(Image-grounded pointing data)
════════════════════
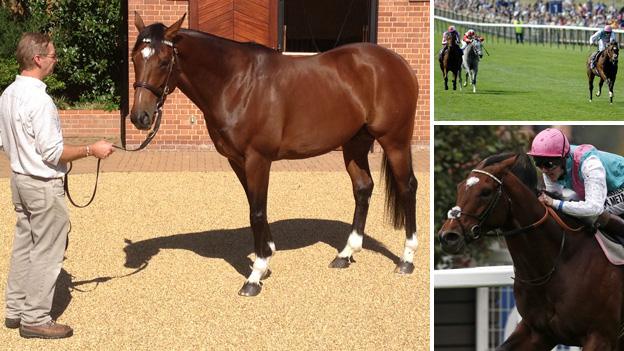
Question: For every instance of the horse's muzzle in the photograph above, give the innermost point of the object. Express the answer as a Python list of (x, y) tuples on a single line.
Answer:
[(141, 120)]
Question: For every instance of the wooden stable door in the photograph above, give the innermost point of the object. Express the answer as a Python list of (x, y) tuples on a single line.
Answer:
[(240, 20)]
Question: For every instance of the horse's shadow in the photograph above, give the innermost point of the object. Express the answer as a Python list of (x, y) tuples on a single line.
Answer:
[(234, 245)]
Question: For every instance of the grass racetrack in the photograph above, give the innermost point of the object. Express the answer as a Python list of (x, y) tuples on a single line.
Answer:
[(527, 82)]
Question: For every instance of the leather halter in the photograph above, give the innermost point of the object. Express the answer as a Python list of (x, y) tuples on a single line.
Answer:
[(161, 94)]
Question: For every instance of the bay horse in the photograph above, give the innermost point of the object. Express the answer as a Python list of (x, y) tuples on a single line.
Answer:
[(451, 61), (606, 69), (473, 53), (261, 106), (566, 290)]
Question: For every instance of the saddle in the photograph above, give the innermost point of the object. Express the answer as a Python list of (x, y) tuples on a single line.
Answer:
[(594, 61), (609, 233)]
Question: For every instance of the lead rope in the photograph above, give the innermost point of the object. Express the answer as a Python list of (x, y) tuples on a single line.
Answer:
[(148, 139)]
════════════════════
**EXERCISE:**
Write out the entries above in full and exactly; no pictures.

**TASK RESULT:**
Question: For every instance of the horse's muzzle in the photograph above, give the innermost point of the object. Express the answer as a Python list of (x, y) tuples on a single line.
Answer:
[(141, 120)]
Question: For every instance of the wooden stable door in the photograph above, give the innermost point of the object. Express the answer as a Python list of (x, y) tuples on a single line.
Answer:
[(240, 20)]
Question: For every instance of the horse's shadow in the photograph above, give the innermost point of the object. Express the answer as a Python list of (x, y) tuples on a single line.
Answer:
[(234, 245)]
Question: For every instance of the grass racetrack in the photograph above, give the innermost point of the object. Express the answer as a Python list of (x, y) tuples on a single line.
Answer:
[(527, 82)]
Question: For every instance of the leather halter in the photograph above, give the innermost point of the object. Express the answer as a Python list of (x, y) tuples on a single line.
Answer:
[(161, 94)]
Question: For every instance of the bay horse in the photograph above, give the innermost point of the object. Express the answer as a Python list of (x, y) tuples on a single line.
Answer:
[(451, 61), (606, 69), (473, 53), (261, 106), (566, 290)]
Question: For every instance of the saddle in the photograph above, give the innermost point of the object. Express the answer as a Python list of (x, y) tuples on a single line.
Answer:
[(594, 61), (609, 233)]
Question: For every instance of the lead rope in the photograph above, give the innermost point of the object. Express the answer as a Python list of (x, y) tuples on a single line.
Answer:
[(148, 139)]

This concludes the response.